Write out every record below exactly as it appears.
# Provided information start
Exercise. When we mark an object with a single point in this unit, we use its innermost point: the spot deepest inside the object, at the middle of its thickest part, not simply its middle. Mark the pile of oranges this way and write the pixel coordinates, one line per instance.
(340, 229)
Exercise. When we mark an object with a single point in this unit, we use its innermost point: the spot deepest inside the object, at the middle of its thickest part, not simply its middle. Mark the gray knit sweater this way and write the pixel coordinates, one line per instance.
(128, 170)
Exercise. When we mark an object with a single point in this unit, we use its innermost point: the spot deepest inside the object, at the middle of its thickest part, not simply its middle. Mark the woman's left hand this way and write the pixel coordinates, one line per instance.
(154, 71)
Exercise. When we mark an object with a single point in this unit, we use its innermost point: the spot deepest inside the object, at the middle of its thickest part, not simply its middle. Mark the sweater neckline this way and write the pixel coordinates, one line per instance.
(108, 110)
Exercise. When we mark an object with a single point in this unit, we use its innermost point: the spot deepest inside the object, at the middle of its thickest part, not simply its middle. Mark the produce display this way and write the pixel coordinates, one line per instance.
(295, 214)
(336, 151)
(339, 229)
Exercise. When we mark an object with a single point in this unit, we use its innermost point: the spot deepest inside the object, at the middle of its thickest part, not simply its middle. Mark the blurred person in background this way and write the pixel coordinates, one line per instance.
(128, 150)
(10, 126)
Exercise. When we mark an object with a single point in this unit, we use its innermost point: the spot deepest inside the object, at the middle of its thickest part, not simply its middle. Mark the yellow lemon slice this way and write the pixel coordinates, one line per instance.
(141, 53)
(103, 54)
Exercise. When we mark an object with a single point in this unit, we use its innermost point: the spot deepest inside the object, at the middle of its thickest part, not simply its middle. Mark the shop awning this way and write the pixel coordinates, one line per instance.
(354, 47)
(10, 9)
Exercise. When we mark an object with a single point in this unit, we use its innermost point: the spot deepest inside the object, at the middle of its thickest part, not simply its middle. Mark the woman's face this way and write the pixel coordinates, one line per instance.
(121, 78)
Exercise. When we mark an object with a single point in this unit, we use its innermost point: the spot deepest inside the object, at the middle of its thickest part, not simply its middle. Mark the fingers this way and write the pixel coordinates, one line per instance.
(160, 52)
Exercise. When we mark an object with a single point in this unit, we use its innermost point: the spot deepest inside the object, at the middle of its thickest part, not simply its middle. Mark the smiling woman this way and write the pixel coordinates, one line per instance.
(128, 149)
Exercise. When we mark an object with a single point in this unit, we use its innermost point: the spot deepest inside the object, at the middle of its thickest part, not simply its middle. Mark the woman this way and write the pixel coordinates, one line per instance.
# Provided information end
_Reply to the exercise_
Exercise. When we mark an object with a single point in this unit, we use its innermost point: the spot deepest inside the object, at the middle of its thickest part, not simply its middle. Mark the pile of oranges this way and write the pixel coordinates, one line per instance.
(340, 229)
Exercise. When we mark an object with a single point in this unit, we use its innermost point: the spot deepest inside the object, at the middle of its thickest part, not simply its middle. Mark the gray knit sweater this way and write the pixel coordinates, one line per instance.
(128, 170)
Exercise. When we mark an object with a single point in this unit, we use its innermost point: the spot deepest inside the object, at the middle of its thickest part, not simply its middle. Mark the woman's left hand this way and write the pixel coordinates, one line per instance.
(154, 71)
Exercise. When we mark an object with a single point in this unit, we use its innermost point: the spot deepest inside the object, at the middle of its thickest part, not simply its middle. Mark the sweater neckline this way and write the pixel coordinates, one line per instance.
(108, 110)
Exercise. When we mark an object with a single point in this unit, we use its innermost point: the spot deepest inside the object, at the middle of its thickest part, not simply its middle. Mark the produce display this way and write the pixel coordinates, one line per instance.
(295, 214)
(336, 151)
(339, 229)
Exercise. When we mark an object with a single point in this unit, we use its innermost point: the spot deepest inside the object, at the middle of its thickest part, not simply its middle. Mark the blurred person in background this way and write the pixel coordinates, one line per instance.
(128, 150)
(10, 126)
Exercise. When we mark an object with a single point in this unit, we use its innermost point: the spot deepest inside the object, at the middle of its thickest part, not simply its middle. Mark the yellow lemon slice this way and write the pixel coordinates, one line per instance.
(141, 53)
(103, 54)
Exercise. When we mark an object with a single point in this unit, we use its innermost point: the spot deepest inside the object, at the middle of its thickest part, not simply its middle. Mark the shop awning this way and write the pixel coordinates, one line per instance.
(354, 47)
(10, 9)
Exercise. When we mark an object with a single point in this unit, we use its innermost point: the spot deepest inside the object, at the middle of its thickest part, not simply its middle. Mark the woman's face this way and write the pixel coordinates, one line per instance.
(121, 78)
Exercise. When we mark an object with a single point in this unit, we use its innermost point: the spot deepest inside the object, at the middle of its thickest part, not simply its middle. Mark the fingers this way and write the pixel coordinates, one line per instance.
(160, 52)
Exercise. When we mark an object with a single point in this unit, we use its innermost point: the spot deepest inside the object, at the middle of its thickest part, not simply its middle. Mark the smiling woman this way and write the pixel coordinates, one line per instance.
(128, 149)
Exercise. When we mark an object with a single point in this unit, we use its innermost point: the spot deepest inside the object, at the middle of its thickest part, not simply its middle. Mark the woman this way and write the pixel coordinates, one line per instance.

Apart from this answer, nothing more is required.